START STUDY TEXT

Having a Baby When You Have HIV
Early in the epidemic, people with HIV wrestled with the idea of having children, since there was a 25% chance the infant would be born with HIV. For some women and potential fathers, those odds were too high. Dina M., quoted in a 1991 article in The New York Times, had planned her pregnancy. But then she had second thoughts and had an abortion. "I just didn't know what to do. If I kept the baby my life would have probably ended. If I had the baby, there was the possibility that the baby wouldn't last very long." In the same article, one woman said her doctor in Manhattan, whom she had seen for six years, told her she did not feel "emotionally" she could deliver her baby and referred her elsewhere.
But the results of PACTG Study 076, released in 1994, showed that HIV treatment could dramatically reduce (66%) the chance of an HIV-positive mother passing the virus to her child. Subsequent research and clinical practice have resulted in lowering that risk to less than 1%. In New York State, for example, the number of cases of transmission during pregnancy has declined from 97 cases in 1997 to just three in 2010 -- a transmission rate of 0.7%.
Fortunately, people with HIV now have a number of options when it comes to pregnancy. Unfortunately, some of these options are often out of reach financially for many people. And they may face opposition from friends and family. A 2007 amfAR online survey of people in the U.S. found that only 14% of those between 18 and 44 felt that women with HIV should become pregnant, and a third of all respondents said they would not support that decision at all.
The "Women Living Positive Survey" included 700 women with HIV from across the U.S. When asked about pregnancy, 61% stated that women with HIV can have children if they have the appropriate support. But 59% also felt that society strongly urged them not to have children. In addition, 57% of those who became pregnant did not discuss treatment options with their provider before they became pregnant. They often found information online instead, which, as the post from "Margarita" below shows, can be risky:
"It is very possible to have a child while one partner is positive and the other is negative. As long as the negative partner maintains an undetectable viral load, and you both lead a healthy lifestyle, i.e. exercise, proper diet, limit alcohol use and absolutely no drugs ... even weed, the chance of infection is very low. As an alternative, think about purchasing a juicer! Try juicing fresh veggies and fruits to boost both immune systems. Kale, Carrots, Oranges, Blueberries, Cranberries ... juice at least 3 times a week, you both will see and feel a difference."
Clearly, a completely unproven statement like this needs to be discussed with a care provider. Many in the study had to make changes to their regimen after they became pregnant, instead of learning about their choices beforehand. In her presentation on the study at the Vienna International AIDS Conference in 2010, Dawn Averitt Bridge stated:
"We have laws in place in the U.S. that prevent fertility treatments for HIV-positive women. The assisted reproductive technologies are quite good but, unfortunately, not available to many women and men ... And it's a huge problem. Many of us chose not to have children many years ago, because we were either told we were crazy, or the risks seemed too high. And because people have gotten older, because you had long-term HIV disease, whatever the reasons are, fertility has become a very big issue and a big problem."
The Ethics Committee of the American Society for Reproductive Medicine has stated that health care professionals may be legally and ethically obligated to help women with HIV who choose to become pregnant. They can refer patients to other facilities if they lack the expertise themselves, but a blanket statement of not offering care is no longer acceptable. In 2010, California mandated that all fertility centers provide appropriate fertility interventions to people with HIV or refer the couple to a center that offers such services.

END STUDY TEXT
START RAW DATA

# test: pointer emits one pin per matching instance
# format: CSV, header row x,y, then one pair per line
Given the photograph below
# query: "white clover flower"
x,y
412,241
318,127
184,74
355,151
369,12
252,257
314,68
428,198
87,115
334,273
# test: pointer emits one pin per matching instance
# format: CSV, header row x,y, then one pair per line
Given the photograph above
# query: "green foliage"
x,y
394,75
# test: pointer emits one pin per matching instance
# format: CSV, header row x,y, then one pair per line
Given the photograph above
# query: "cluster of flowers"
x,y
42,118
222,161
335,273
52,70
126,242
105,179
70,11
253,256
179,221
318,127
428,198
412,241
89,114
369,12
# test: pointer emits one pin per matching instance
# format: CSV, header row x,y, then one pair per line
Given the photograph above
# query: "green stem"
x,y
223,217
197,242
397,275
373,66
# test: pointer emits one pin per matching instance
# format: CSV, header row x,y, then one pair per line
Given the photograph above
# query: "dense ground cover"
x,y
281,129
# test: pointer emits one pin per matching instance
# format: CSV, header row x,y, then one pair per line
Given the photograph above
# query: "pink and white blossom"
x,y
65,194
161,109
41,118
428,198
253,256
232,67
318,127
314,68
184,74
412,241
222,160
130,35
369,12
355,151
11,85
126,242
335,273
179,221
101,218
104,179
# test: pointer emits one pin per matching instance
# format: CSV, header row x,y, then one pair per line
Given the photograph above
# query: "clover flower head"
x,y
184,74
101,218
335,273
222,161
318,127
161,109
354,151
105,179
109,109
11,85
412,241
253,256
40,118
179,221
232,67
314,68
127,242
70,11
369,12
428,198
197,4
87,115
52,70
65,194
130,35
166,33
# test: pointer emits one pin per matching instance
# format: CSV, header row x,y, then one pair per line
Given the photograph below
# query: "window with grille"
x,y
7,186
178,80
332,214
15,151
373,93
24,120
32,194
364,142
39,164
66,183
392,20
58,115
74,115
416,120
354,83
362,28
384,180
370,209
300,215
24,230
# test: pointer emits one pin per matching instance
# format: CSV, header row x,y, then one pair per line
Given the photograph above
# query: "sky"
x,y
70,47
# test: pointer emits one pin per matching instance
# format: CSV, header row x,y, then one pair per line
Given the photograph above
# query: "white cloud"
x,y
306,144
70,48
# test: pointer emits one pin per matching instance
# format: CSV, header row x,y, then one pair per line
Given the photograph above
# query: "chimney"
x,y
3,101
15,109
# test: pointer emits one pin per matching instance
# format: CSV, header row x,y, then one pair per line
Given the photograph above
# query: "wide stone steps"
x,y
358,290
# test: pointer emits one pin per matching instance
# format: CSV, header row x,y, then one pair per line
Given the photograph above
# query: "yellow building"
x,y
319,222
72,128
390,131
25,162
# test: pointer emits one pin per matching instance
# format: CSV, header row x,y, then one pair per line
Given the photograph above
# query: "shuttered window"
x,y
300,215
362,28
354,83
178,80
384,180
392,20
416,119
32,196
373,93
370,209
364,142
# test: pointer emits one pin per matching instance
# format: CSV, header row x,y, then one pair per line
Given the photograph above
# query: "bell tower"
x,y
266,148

END RAW DATA

▸ **EXPLORE THE MATERIAL**
1: Rewrite the HIV pregnancy text between "Having a Baby" and "referred her elsewhere.", inclusive, using "newborn" in place of "infant".
2: Answer these from the HIV pregnancy text:
(a) In what year were the results of PACTG Study 076 released?
(b) How many women with HIV were included in the "Women Living Positive Survey"?
(c) In what year did California require all fertility centers to provide fertility interventions to people with HIV or refer them elsewhere?
Work only from the HIV pregnancy text above.

▸ **SOLUTIONS TO THE PROBLEMS**
1:
Having a Baby When You Have HIV
Early in the epidemic, people with HIV wrestled with the idea of having children, since there was a 25% chance the newborn would be born with HIV. For some women and potential fathers, those odds were too high. Dina M., quoted in a 1991 article in The New York Times, had planned her pregnancy. But then she had second thoughts and had an abortion. "I just didn't know what to do. If I kept the baby my life would have probably ended. If I had the baby, there was the possibility that the baby wouldn't last very long." In the same article, one woman said her doctor in Manhattan, whom she had seen for six years, told her she did not feel "emotionally" she could deliver her baby and referred her elsewhere.

2:
(a) 1994
(b) 700
(c) 2010